▶ _Assignment_: Send back every line of the data exactly.

▶ _Provided entries_:
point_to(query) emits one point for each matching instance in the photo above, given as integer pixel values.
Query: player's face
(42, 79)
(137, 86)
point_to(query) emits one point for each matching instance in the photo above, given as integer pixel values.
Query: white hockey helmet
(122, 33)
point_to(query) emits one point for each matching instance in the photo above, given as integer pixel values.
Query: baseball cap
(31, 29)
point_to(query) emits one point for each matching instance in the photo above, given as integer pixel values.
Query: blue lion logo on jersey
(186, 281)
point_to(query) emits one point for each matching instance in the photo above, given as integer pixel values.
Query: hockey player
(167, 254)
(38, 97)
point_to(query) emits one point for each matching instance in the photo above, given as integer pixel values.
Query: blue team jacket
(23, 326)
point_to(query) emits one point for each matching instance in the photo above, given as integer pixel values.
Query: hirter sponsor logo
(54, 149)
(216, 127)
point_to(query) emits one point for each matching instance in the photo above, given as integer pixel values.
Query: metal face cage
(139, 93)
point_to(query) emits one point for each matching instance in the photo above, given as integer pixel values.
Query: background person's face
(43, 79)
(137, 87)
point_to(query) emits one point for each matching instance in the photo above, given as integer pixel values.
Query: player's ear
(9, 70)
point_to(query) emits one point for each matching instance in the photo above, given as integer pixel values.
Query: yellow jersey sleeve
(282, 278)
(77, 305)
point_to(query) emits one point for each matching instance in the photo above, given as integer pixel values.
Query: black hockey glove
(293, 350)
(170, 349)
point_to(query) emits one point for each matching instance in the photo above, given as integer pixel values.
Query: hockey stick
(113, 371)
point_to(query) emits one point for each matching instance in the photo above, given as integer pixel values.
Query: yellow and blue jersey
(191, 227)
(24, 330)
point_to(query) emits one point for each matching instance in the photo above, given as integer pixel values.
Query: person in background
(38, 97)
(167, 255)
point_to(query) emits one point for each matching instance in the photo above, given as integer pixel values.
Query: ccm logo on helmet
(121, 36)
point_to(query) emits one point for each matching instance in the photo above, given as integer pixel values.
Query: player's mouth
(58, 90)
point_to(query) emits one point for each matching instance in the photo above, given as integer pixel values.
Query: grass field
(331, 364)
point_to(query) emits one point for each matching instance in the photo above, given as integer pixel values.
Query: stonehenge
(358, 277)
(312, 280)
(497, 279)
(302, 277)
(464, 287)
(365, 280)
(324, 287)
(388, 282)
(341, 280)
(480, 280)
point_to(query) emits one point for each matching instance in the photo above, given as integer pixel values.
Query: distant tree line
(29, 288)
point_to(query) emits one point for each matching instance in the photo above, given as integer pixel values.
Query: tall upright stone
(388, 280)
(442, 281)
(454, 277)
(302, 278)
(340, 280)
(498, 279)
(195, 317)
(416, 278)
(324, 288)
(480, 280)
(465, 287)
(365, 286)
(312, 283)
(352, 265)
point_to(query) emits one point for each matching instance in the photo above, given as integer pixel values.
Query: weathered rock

▶ _Response_:
point_to(query) emits one point for each matching instance in the photo above, given as integer pixel values.
Query: player's face
(42, 79)
(137, 86)
point_to(query) emits one point for each matching instance in the photo above, given as integer pixel values.
Query: white hockey helmet
(122, 33)
point_to(query) emits one point for each matching instance in the photo above, given as integer pixel values.
Query: baseball cap
(31, 29)
point_to(query) emits one point for each matching instance in the photo above, given as integer pixel values.
Query: blue lion logo on jersey
(186, 281)
point_to(query) emits one point for each matching instance in the photo above, given as integer pixel values.
Query: hockey player
(167, 254)
(38, 97)
point_to(query) emits one point for each matching instance in the photo above, given as integer pixel values.
Query: blue team jacket
(23, 326)
point_to(query) emits one point for each matching instance in the photo above, given as integer pixel values.
Query: hirter sponsor logo
(54, 149)
(216, 127)
point_to(query) emits one point for each matching instance in the photo above, given as integer pixel values.
Query: metal face cage
(139, 93)
point_to(query) emits one point for each matching instance in the photo above, given as integer pixel values.
Query: background person's face
(43, 79)
(137, 87)
point_to(query) emits one point for each matching instance in the photo above, given as integer pixel values.
Query: player's ear
(9, 70)
point_to(query) emits one point for each matching instance in the photo above, given as integer pixel values.
Query: yellow jersey sleeve
(282, 278)
(77, 305)
point_to(query) emits one point for each matching instance in the photo above, given as integer pixel values.
Query: black hockey glove
(293, 350)
(170, 349)
point_to(query) emits one point for each matching instance in the photo above, given as integer pixel values.
Query: hockey stick
(113, 371)
point_to(query) emits one point for each matching instance in the photo above, given as integer pixel values.
Query: yellow and blue jersey
(191, 227)
(24, 330)
point_to(query) emits one point for each matching instance in the photo above, given as integer pixel values.
Query: person in background
(38, 97)
(167, 255)
point_to(query) emits one point for each matching instance in the photo above, given as integer pixel values.
Query: ccm logo on helmet
(121, 36)
point_to(query) emits one point for each matching instance in the photo above, given as integer pixel values.
Query: player's mouth
(58, 90)
point_to(query) emits one point for each matching instance in the photo above, given as integer pixel values.
Query: grass field
(331, 364)
point_to(query) emits one point for each matching instance in the photo above, given as integer pixel values.
Query: stonehenge
(358, 277)
(312, 280)
(497, 279)
(302, 277)
(464, 287)
(365, 280)
(324, 287)
(388, 282)
(341, 280)
(480, 280)
point_to(query) emits one point for each matching instance in the photo above, given as integer pixel values.
Query: distant tree line
(29, 288)
point_to(query) emits one point for each matching instance in the photo above, given as integer pixel values.
Query: tall upright stone
(388, 280)
(442, 281)
(454, 277)
(302, 278)
(340, 280)
(498, 279)
(195, 317)
(416, 278)
(324, 288)
(480, 280)
(465, 287)
(365, 286)
(312, 283)
(352, 265)
point_to(query) emits one point for each matching instance in the photo above, given as integer pixel values.
Query: weathered rock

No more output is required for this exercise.